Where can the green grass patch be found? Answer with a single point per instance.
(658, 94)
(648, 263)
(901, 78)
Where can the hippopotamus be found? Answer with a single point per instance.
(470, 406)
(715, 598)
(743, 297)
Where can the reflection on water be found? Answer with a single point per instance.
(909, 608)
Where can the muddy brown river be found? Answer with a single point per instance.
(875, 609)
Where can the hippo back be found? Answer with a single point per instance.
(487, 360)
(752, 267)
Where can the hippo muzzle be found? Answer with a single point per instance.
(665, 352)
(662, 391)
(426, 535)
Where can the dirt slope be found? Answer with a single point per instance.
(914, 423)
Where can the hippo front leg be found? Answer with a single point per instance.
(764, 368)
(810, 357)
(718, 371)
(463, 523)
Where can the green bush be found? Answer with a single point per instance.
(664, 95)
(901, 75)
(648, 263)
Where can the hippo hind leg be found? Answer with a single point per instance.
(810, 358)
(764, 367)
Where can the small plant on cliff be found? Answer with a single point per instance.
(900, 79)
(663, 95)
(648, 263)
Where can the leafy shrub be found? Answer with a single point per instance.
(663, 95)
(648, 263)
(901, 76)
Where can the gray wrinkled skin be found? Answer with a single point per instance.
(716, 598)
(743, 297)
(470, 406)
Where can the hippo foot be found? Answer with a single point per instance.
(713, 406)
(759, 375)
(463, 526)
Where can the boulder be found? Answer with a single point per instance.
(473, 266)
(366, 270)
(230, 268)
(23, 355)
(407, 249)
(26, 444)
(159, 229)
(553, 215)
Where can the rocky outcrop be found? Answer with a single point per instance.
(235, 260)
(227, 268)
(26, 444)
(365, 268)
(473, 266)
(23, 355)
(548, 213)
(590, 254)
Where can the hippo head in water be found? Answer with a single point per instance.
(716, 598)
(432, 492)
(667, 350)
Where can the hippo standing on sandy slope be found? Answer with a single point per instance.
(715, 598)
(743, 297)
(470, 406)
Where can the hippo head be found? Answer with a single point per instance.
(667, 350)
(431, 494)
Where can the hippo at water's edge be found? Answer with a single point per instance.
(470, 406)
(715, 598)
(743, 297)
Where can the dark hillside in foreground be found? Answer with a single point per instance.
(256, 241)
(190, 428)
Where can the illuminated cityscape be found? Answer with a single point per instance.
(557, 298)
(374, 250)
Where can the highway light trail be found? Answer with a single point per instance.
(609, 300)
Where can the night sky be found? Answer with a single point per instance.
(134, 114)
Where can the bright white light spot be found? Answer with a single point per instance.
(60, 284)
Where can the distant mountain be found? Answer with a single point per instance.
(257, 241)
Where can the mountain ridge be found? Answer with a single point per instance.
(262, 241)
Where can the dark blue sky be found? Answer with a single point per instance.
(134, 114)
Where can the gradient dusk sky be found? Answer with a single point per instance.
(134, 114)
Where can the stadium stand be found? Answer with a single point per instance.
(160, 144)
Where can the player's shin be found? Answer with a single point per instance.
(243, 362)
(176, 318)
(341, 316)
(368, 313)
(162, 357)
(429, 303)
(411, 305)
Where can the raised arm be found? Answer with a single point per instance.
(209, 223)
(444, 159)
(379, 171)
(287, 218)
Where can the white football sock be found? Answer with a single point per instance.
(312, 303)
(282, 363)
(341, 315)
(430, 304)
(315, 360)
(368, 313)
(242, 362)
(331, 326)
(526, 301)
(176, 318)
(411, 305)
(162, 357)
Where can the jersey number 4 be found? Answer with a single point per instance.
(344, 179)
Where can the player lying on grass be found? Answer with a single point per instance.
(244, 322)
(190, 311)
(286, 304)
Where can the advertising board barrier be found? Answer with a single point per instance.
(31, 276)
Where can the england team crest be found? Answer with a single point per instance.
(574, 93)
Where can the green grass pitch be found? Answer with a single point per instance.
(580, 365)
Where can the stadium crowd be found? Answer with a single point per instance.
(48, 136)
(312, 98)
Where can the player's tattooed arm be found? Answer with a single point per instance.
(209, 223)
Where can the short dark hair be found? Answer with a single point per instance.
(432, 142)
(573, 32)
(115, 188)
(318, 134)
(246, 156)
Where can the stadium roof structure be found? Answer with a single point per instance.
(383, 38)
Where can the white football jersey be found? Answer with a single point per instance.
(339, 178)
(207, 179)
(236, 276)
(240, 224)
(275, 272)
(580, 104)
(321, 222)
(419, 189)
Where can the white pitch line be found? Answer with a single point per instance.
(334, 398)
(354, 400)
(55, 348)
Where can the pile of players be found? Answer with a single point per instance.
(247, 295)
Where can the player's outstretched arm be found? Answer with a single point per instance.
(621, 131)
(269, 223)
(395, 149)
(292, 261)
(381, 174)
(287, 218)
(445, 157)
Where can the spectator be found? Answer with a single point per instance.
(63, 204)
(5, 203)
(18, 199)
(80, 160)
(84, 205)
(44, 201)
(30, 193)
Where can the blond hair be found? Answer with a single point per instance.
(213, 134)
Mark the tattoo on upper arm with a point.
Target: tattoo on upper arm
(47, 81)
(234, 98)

* _WHAT IS EXPECTED_
Take the entries and print them exactly. Keep every line.

* _SOLUTION FOR THIS TASK_
Where can the green grass patch be found? Answer with a single point per instance.
(658, 94)
(648, 263)
(901, 78)
Where can the hippopotamus be found? Answer with a single point per instance.
(470, 406)
(715, 598)
(743, 297)
Where can the reflection on water be found? Answer with a single point per instance.
(909, 608)
Where can the muddy brown river be found? Answer with a single point per instance.
(875, 609)
Where can the hippo back be found? Answer with a single point per instance.
(487, 360)
(752, 267)
Where can the hippo muzzle be found? Answer with a single point per instance.
(665, 352)
(662, 391)
(426, 535)
Where can the dirt slope be found? Answer with a single point per instance.
(914, 423)
Where can the hippo front leg be found? Answer with a single point per instance.
(764, 368)
(810, 357)
(718, 371)
(463, 523)
Where can the green bush be found? Answer with a single point per instance.
(664, 95)
(901, 75)
(648, 263)
Where can the hippo hind leg be found? Answer with a single point per instance.
(810, 358)
(764, 367)
Where can the small plant on cliff be found? Answer with a single point per instance.
(900, 79)
(663, 95)
(648, 263)
Where can the leafy shrub be found? Answer with a single point per instance.
(663, 95)
(648, 263)
(901, 76)
Where can the gray wrinkled skin be found? Answer with a single point per instance.
(716, 598)
(743, 297)
(470, 406)
Where can the hippo foot be found? Answer with a single point per instance.
(713, 406)
(759, 375)
(463, 526)
Where can the boulder be found? Answer with a single point per instance.
(473, 266)
(366, 270)
(230, 268)
(23, 355)
(407, 249)
(26, 444)
(159, 229)
(553, 215)
Where can the rocky outcrop be found? Answer with a single point per instance.
(235, 260)
(227, 268)
(26, 444)
(365, 268)
(473, 266)
(23, 355)
(548, 213)
(590, 254)
Where can the hippo head in water be found? Answer with a single point per instance.
(716, 598)
(432, 492)
(667, 350)
Where can the hippo standing on sandy slope be found? Answer with a single point per instance.
(715, 598)
(743, 297)
(470, 406)
Where can the hippo head be found? Answer with a single point per instance.
(667, 350)
(431, 494)
Where can the hippo at water's edge be found? Answer with a single point per instance.
(470, 406)
(715, 598)
(743, 297)
Where can the dark hillside in foreground be found? Answer with a single point per instance.
(256, 241)
(190, 428)
Where can the illuminated cityscape be found? Answer with a single point per instance.
(557, 298)
(374, 250)
Where can the highway light trail be found? Answer with a single point per instance.
(609, 300)
Where can the night sky be found? Answer with a single point per instance.
(134, 114)
Where can the bright white light spot be found? Answer with a single point per instance.
(60, 284)
Where can the distant mountain be found? Answer with a single point per instance.
(257, 241)
Where can the mountain ridge be found? Answer with a single point per instance.
(262, 241)
Where can the dark blue sky be found? Answer with a single point per instance.
(134, 114)
Where can the gradient dusk sky be found? Answer with a single point per instance.
(134, 114)
Where can the stadium stand be found? Answer with a single point per instance.
(160, 144)
Where can the player's shin be found? Answer with a single point per instance.
(243, 362)
(176, 318)
(341, 316)
(368, 313)
(162, 357)
(429, 303)
(411, 305)
Where can the raised arm be found? Answer with a single point per instance.
(209, 223)
(444, 159)
(379, 171)
(287, 218)
Where can the white football sock be found? Answer with a single point per instance.
(312, 303)
(282, 363)
(341, 315)
(430, 304)
(315, 360)
(368, 313)
(242, 362)
(331, 326)
(526, 301)
(176, 318)
(411, 305)
(162, 357)
Where can the jersey number 4 be found? Answer with a single point per instance.
(344, 179)
Where can the player lying on grass be found? Answer with a single point per instance.
(244, 322)
(190, 311)
(286, 304)
Where can the advertising board barrier be found? Answer with a single point per instance.
(31, 276)
Where can the england team crest be found? Answer with a single point per instance.
(574, 93)
Where can the green grass pitch be found? Answer with a single point per instance.
(580, 365)
Where can the stadium crowd be found? Answer with a single point per instance.
(48, 136)
(312, 98)
Where can the player's tattooed arm be found? Answer with a single point per instance.
(209, 223)
Where can the short dark hair be found? Answer with a single point per instance.
(432, 142)
(573, 32)
(115, 188)
(318, 134)
(246, 156)
Where can the stadium roof structure be found? Answer with a single point per instance.
(383, 38)
Where can the white football jersey be found? Answer with a single point per instance.
(339, 178)
(207, 179)
(236, 276)
(240, 224)
(275, 272)
(580, 104)
(321, 222)
(419, 189)
Where can the white pitch line be found? Answer with a single point per instance.
(334, 398)
(354, 400)
(55, 348)
Where can the pile of players be found? Answer with a single point per instance.
(247, 295)
Where can the player's outstretched arm be found? Answer with a single point per instance.
(621, 131)
(269, 223)
(395, 149)
(292, 261)
(381, 174)
(287, 218)
(445, 157)
Where can the spectator be found? Answer with a single point per instance.
(63, 204)
(5, 203)
(18, 199)
(80, 160)
(84, 205)
(44, 201)
(30, 193)
Where can the blond hair be found? Answer with a single point per instance.
(213, 134)
Mark the tattoo on upper arm with a point.
Target: tattoo on upper arm
(47, 81)
(234, 98)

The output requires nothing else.